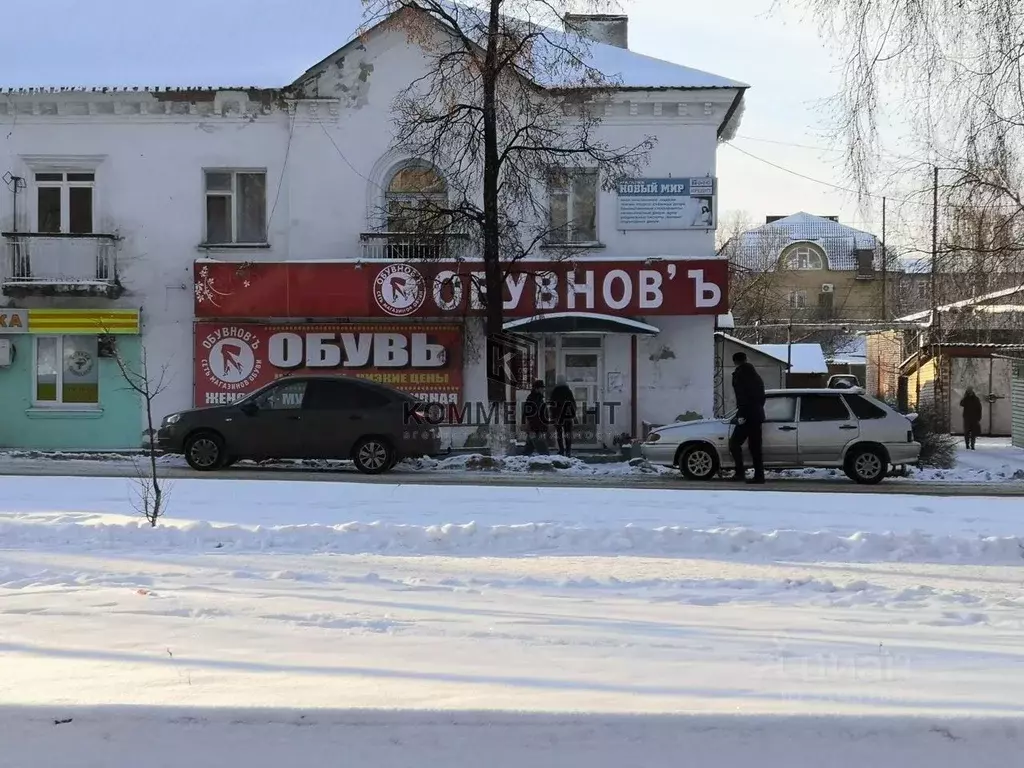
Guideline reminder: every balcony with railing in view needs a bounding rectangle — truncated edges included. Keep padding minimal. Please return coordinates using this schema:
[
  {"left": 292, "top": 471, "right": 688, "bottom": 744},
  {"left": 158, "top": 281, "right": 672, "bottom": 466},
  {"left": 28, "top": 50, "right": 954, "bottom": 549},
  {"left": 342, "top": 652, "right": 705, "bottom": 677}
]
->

▬▬▬▬▬▬▬▬▬▬

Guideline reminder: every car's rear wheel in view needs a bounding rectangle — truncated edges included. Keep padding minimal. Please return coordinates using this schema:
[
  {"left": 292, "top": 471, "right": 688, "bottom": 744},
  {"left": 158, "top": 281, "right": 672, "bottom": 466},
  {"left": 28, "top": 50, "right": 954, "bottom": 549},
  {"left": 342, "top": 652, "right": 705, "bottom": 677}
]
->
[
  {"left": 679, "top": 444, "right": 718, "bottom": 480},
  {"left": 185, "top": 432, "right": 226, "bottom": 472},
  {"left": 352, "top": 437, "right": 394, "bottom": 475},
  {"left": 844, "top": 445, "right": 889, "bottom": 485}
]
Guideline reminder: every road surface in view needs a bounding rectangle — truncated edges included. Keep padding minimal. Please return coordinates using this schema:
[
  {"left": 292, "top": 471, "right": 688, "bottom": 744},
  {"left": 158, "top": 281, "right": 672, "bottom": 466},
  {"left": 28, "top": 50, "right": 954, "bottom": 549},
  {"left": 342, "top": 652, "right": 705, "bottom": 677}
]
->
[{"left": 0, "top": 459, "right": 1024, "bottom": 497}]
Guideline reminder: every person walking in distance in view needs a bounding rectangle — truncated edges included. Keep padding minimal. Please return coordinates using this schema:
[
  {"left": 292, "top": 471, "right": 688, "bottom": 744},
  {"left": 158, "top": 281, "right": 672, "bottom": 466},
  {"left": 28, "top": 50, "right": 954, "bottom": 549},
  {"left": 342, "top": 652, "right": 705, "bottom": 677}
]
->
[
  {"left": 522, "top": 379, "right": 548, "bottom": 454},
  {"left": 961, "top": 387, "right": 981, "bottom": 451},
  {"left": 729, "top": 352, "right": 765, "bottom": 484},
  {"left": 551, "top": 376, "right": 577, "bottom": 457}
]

▬▬▬▬▬▬▬▬▬▬

What you have to do: Find every line in the material above that contains the string "Guideline", and copy each of those lines in full.

Response for this exercise:
Guideline reminder: every balcony with railing in view needs a bounding rectangle — truncated edges included. Keep padding minimal. Please return coordinates using this schema:
Guideline reminder: every car's rear wheel in view needs a bounding rectangle — truncated edges included. Keep padding minimal. Please return coordinates using this schema:
Guideline reminder: every road surface in view needs a bounding rectangle — truncated edges included. Keep padding minimal. Please return coordinates using this schema:
Guideline reminder: every person walking in distance in view needs a bounding rectangle — truncated edges included. Keep padding minimal. Please return coordinates using this schema:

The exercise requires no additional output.